▸ **AIM OF THE TASK**: Print, without any changes, the lines below from the one containing "Find the woman. Box it as 151, 84, 223, 105" through the one containing "102, 79, 153, 103", including both of those lines.

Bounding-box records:
################

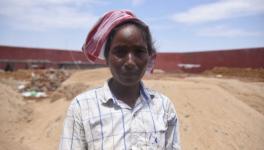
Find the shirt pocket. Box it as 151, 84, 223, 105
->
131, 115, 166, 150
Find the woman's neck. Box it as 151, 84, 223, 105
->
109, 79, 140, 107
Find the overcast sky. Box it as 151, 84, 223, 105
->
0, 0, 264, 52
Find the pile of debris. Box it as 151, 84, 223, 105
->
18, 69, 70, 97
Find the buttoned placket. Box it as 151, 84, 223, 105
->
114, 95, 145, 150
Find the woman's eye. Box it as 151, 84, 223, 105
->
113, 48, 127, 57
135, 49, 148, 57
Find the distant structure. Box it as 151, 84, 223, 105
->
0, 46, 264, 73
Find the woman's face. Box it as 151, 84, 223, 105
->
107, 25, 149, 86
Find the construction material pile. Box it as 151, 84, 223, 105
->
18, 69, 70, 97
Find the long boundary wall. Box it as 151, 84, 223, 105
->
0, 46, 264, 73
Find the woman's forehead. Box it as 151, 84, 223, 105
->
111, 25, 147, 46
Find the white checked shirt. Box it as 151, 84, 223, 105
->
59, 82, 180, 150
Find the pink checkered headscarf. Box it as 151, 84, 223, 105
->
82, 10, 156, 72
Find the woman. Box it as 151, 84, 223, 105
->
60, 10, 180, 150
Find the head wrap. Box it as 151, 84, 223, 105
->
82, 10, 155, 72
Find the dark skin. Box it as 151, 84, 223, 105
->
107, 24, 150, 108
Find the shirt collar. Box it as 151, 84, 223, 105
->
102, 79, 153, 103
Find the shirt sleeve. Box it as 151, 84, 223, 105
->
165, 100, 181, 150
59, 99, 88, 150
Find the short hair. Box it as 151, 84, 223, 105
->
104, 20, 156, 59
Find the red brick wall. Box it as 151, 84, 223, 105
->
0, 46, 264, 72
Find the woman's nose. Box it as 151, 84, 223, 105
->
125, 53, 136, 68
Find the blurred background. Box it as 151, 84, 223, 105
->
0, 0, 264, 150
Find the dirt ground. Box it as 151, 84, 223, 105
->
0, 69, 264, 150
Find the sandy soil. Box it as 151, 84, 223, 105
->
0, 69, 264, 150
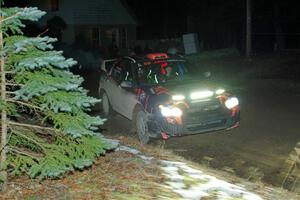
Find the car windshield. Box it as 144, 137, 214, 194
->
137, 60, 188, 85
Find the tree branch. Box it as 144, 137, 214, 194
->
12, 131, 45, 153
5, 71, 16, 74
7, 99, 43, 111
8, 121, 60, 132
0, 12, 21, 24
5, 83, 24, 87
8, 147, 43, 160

################

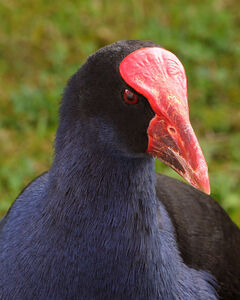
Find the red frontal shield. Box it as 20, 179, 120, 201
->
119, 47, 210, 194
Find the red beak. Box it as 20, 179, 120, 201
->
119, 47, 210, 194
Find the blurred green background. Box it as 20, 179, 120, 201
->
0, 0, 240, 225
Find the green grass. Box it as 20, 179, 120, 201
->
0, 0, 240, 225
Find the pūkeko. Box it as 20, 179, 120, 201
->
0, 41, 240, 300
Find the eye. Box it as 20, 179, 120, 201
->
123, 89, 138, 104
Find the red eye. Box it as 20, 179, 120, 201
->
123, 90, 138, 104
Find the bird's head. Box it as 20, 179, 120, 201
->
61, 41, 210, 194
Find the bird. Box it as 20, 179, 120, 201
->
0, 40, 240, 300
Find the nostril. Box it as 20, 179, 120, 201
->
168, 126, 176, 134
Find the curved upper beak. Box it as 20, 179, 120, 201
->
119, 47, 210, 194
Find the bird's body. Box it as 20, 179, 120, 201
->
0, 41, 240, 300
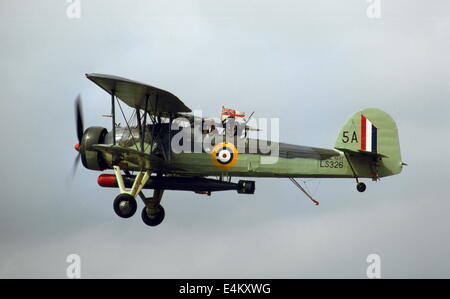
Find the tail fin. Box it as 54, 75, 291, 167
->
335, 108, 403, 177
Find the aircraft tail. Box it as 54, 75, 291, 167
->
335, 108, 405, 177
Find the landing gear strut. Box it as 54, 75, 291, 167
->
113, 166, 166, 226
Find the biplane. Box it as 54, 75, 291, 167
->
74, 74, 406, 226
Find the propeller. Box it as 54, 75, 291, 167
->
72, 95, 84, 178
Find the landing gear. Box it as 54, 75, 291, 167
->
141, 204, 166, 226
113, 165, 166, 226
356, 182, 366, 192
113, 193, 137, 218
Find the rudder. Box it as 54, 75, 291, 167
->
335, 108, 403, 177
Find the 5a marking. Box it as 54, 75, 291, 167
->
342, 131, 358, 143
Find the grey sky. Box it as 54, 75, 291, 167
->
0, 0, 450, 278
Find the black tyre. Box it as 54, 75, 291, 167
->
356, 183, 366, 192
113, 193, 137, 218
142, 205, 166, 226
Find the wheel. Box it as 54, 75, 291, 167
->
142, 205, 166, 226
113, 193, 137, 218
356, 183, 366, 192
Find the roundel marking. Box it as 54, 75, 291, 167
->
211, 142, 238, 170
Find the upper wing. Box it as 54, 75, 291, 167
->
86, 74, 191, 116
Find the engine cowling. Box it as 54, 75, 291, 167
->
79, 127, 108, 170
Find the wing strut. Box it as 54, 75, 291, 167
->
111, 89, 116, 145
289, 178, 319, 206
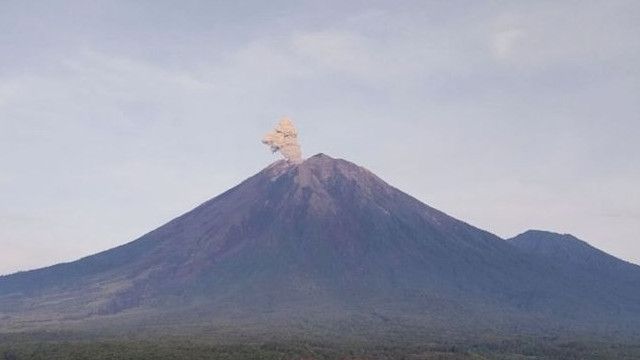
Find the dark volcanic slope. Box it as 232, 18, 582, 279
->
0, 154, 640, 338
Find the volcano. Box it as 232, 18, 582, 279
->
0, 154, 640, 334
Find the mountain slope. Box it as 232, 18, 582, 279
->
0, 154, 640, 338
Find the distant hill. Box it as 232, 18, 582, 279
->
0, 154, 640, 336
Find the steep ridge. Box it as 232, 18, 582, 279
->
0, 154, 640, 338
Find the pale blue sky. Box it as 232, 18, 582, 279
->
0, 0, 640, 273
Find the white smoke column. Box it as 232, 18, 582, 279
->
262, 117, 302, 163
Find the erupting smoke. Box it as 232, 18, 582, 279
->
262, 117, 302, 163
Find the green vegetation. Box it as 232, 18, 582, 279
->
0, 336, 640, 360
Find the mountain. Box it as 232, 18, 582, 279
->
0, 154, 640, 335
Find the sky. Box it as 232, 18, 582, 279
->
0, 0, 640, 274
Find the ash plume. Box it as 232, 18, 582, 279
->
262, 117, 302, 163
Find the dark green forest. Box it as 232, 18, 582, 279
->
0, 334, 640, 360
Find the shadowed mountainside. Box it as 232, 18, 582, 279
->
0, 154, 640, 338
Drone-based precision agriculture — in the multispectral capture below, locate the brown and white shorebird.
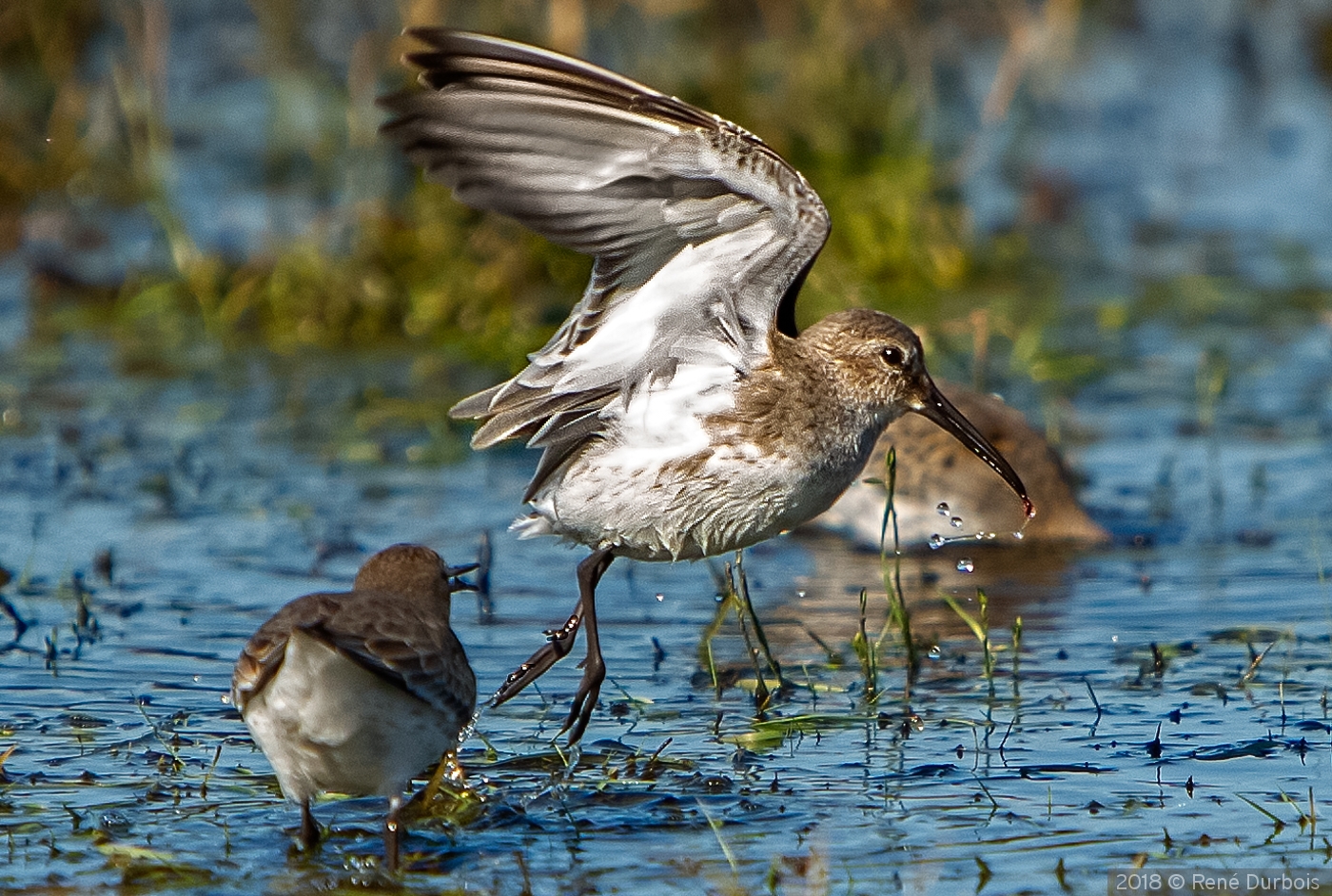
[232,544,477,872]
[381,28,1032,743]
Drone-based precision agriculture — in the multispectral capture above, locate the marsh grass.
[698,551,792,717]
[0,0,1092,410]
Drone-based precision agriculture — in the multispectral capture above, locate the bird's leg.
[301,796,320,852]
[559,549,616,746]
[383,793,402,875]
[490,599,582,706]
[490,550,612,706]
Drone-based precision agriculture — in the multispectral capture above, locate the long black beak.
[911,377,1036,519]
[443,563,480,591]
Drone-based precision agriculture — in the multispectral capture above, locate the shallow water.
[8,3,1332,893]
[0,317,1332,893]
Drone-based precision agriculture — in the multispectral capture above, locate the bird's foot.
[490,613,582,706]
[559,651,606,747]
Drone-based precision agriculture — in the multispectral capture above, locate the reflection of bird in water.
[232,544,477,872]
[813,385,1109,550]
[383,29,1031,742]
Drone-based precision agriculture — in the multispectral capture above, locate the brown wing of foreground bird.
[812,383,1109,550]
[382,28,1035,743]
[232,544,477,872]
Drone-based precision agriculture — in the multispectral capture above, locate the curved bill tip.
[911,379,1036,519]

################

▸ **REPLY**:
Find the woman. Box it as 151, 84, 223, 105
->
60, 10, 180, 150
Find the head wrap. Box it as 151, 84, 223, 105
->
82, 10, 155, 72
Find the dark skin. Box it as 151, 84, 223, 105
->
107, 24, 150, 108
Find the shirt collar. Box it as 151, 84, 223, 105
->
102, 79, 153, 103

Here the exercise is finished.